::: TASK DATA
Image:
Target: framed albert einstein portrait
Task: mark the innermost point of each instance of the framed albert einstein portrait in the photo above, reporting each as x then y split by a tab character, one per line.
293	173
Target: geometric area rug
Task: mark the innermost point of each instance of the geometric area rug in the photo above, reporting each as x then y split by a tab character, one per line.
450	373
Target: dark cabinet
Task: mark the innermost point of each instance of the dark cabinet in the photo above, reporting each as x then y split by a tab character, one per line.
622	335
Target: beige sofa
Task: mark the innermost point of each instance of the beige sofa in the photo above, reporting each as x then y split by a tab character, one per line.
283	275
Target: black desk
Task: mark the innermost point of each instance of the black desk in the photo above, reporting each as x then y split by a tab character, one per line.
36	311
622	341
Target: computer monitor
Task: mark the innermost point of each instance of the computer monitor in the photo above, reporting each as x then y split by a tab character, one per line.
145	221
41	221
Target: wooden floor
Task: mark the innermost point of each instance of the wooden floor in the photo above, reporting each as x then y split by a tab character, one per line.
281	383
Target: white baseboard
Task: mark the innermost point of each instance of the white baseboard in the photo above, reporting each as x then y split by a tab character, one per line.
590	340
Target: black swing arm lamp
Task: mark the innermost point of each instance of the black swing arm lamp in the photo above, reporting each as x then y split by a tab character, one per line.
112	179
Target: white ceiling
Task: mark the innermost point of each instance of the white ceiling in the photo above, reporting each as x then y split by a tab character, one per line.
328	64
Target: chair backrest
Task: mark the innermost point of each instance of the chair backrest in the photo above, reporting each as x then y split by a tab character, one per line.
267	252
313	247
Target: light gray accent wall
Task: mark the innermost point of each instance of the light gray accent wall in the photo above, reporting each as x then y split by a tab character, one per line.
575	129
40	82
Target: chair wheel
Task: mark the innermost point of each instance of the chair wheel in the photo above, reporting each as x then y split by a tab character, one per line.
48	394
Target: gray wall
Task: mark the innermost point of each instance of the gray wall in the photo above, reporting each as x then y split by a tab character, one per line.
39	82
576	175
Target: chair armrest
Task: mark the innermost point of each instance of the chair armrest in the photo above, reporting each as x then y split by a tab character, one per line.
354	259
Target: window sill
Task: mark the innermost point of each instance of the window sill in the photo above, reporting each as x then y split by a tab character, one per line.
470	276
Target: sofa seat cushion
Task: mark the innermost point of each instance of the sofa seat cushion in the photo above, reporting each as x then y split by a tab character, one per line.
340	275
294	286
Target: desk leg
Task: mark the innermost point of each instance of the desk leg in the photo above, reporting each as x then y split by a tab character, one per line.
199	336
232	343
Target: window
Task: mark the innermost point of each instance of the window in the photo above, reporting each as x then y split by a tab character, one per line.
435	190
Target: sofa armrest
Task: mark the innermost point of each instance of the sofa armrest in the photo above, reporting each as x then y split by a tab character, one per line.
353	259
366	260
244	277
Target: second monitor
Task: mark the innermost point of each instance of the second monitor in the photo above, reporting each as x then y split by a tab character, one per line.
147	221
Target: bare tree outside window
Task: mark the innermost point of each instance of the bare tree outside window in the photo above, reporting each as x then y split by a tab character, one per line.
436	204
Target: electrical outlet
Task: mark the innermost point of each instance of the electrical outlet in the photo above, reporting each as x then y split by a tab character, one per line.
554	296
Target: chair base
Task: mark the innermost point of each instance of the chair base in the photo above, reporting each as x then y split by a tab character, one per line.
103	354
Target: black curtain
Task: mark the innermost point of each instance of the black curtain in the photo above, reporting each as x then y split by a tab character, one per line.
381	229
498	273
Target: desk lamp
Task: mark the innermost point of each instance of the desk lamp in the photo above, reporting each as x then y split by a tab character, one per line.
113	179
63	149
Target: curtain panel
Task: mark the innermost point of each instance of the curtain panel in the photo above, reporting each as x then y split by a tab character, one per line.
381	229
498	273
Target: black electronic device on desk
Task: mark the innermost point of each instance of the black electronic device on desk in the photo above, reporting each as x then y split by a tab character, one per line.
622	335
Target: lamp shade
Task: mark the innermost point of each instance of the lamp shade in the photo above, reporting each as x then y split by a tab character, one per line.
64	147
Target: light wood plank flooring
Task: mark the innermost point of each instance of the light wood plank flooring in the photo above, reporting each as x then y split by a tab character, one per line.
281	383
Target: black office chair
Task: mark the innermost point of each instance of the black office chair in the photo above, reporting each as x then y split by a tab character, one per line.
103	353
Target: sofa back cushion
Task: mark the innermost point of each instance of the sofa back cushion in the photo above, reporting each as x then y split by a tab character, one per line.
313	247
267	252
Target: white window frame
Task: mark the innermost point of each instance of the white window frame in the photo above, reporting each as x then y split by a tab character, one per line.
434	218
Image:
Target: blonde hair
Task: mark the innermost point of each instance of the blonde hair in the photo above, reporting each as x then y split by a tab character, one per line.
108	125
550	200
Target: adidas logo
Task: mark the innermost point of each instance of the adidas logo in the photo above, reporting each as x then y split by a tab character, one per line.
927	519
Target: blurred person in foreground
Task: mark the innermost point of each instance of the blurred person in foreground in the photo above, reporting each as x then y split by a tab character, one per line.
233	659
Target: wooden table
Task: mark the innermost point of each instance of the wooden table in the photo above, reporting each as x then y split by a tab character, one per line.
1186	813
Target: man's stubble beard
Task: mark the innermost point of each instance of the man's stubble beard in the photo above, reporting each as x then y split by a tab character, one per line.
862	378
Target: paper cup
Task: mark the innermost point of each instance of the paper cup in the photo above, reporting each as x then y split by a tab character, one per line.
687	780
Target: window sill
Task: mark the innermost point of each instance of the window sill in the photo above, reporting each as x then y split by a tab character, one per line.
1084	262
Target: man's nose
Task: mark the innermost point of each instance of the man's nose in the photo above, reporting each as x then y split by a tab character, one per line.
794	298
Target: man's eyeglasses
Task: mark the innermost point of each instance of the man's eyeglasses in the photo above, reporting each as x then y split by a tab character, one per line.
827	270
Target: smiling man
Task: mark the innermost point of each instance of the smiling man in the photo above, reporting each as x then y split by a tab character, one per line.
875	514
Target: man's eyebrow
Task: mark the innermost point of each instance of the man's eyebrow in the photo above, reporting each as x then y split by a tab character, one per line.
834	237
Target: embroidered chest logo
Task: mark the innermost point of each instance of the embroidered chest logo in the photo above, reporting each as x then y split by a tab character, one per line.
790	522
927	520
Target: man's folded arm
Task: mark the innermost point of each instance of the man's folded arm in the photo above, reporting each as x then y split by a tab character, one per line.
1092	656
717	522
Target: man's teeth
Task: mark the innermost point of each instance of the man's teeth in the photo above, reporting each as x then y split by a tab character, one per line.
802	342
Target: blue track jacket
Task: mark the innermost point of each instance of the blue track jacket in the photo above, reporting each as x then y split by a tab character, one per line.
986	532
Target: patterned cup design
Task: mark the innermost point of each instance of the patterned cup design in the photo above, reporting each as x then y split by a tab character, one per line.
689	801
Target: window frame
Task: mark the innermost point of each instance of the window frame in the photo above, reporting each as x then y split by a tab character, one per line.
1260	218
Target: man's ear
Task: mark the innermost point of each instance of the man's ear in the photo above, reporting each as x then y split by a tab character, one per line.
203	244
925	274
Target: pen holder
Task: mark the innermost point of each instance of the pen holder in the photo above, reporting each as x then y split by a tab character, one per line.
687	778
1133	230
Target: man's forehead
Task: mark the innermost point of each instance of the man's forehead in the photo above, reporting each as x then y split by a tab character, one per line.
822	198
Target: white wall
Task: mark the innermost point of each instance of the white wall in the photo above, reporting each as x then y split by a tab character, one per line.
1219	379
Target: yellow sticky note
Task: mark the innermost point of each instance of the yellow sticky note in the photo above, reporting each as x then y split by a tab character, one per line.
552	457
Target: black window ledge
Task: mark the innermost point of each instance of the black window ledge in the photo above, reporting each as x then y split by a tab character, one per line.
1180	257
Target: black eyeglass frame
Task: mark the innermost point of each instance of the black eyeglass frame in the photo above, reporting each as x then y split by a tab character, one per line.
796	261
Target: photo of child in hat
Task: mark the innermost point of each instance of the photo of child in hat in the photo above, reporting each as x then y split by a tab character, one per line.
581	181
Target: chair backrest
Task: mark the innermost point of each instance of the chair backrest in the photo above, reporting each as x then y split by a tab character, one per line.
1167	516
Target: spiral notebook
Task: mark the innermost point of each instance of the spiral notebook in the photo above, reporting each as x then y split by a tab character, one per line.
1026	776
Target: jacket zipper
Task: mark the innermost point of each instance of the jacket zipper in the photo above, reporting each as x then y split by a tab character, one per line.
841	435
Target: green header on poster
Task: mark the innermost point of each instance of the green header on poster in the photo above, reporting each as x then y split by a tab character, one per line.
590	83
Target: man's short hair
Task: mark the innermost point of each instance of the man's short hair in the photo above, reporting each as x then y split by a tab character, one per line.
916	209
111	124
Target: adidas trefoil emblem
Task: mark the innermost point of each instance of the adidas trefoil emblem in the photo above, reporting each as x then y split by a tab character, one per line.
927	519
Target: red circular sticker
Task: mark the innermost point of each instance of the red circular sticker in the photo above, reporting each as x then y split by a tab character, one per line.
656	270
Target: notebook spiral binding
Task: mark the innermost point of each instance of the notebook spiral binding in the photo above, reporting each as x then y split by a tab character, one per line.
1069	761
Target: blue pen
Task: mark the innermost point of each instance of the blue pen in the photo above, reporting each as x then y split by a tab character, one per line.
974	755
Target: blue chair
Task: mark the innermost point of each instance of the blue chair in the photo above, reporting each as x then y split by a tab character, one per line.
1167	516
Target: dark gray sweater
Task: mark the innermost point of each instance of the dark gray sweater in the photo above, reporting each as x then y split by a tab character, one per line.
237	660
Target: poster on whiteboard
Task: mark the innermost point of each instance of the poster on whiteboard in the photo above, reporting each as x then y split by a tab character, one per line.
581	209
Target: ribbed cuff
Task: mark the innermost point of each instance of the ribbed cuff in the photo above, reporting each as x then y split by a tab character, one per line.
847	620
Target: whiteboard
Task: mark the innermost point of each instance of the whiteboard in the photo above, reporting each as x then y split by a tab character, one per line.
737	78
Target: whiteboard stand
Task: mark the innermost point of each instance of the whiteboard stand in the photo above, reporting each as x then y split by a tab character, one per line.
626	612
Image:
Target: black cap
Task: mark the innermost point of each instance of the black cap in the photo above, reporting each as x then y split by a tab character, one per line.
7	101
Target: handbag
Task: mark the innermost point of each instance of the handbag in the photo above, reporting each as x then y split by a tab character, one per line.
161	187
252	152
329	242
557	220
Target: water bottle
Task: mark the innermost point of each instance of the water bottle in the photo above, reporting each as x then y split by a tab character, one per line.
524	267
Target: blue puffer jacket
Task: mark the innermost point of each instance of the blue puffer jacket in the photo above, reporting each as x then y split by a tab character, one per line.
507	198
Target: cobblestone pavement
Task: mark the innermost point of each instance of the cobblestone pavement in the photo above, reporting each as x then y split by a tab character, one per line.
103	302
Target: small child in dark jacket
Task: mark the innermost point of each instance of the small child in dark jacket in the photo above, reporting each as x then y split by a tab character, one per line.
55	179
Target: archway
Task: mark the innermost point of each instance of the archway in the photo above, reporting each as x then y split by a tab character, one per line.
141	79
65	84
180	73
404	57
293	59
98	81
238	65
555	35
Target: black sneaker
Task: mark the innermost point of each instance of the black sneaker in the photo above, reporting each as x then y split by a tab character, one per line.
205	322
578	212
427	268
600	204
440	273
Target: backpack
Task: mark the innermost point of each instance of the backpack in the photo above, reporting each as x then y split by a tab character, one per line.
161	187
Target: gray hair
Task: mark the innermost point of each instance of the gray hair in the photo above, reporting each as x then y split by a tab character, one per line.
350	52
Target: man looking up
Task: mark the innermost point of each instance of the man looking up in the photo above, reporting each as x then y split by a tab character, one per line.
::::::
# [EXERCISE DIRECTIONS]
If the string "looking" is in a line of the entries, pick that line out.

# [SOLUTION]
Target: man looking up
Task: mark the innermost point of each instance of the man looking up in the photo above, reporting each as x then y split by a tab character, one per line.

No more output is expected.